* _Requirement_: Report every line from the following entries that contains the string "boardwalk".

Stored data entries
╭──

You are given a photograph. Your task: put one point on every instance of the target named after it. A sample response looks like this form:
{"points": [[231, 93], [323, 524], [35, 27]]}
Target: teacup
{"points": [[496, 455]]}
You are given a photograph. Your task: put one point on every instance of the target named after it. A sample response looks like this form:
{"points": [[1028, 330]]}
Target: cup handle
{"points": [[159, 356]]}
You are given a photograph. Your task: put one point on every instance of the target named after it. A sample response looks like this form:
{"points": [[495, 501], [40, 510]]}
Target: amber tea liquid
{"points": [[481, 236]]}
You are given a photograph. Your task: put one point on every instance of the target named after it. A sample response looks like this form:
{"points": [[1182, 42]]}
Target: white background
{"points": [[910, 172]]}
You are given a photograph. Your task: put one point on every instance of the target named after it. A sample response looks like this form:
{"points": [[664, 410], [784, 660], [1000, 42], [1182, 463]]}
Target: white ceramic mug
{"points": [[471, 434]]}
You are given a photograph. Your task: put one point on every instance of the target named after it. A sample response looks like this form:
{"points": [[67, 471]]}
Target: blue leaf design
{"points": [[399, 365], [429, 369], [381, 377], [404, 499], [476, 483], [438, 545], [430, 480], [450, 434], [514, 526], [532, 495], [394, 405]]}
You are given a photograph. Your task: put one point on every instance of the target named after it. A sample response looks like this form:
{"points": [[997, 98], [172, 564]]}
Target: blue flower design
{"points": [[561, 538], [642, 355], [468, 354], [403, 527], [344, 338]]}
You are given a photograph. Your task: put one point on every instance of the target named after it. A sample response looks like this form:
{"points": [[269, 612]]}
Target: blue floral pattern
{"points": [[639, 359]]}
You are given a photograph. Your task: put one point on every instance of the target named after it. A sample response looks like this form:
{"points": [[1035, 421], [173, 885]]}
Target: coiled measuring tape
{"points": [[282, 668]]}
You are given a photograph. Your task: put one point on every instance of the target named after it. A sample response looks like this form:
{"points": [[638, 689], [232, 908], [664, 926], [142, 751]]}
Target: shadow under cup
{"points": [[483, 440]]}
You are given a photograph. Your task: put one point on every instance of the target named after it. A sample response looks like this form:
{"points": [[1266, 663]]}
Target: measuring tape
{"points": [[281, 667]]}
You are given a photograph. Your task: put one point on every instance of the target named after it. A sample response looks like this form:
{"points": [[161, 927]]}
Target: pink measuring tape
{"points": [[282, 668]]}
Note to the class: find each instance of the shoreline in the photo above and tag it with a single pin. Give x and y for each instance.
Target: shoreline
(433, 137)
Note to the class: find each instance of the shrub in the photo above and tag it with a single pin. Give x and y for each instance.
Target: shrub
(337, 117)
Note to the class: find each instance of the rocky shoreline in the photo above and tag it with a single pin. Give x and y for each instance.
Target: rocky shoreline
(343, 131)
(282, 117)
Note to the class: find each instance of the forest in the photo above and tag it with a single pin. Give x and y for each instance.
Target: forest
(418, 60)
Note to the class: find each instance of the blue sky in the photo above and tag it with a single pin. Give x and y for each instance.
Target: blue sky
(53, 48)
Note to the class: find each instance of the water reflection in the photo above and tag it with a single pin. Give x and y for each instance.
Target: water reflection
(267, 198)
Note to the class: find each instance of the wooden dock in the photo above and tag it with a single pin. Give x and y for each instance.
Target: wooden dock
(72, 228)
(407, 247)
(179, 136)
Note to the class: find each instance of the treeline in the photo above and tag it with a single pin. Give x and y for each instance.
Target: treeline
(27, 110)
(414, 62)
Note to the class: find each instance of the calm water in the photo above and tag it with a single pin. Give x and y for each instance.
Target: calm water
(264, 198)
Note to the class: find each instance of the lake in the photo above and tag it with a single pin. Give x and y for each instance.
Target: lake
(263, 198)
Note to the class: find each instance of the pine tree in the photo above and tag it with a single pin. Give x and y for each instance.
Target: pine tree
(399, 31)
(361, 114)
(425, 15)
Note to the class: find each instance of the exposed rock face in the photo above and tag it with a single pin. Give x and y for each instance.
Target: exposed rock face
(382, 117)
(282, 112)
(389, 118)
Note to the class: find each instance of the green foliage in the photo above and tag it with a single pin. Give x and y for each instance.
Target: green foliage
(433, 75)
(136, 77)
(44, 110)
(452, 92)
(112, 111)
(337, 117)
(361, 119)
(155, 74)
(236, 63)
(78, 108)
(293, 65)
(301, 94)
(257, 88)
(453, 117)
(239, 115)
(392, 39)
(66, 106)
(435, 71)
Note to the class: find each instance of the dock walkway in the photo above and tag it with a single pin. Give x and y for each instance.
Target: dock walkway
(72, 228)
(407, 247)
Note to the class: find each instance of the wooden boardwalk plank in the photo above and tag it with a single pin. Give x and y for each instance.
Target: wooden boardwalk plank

╰──

* _Written solution_:
Note to the class: find each instance of the wooden boardwalk plank in the photo above and tag it with a single pin. Give x and y for each instance.
Target: wooden boardwalk plank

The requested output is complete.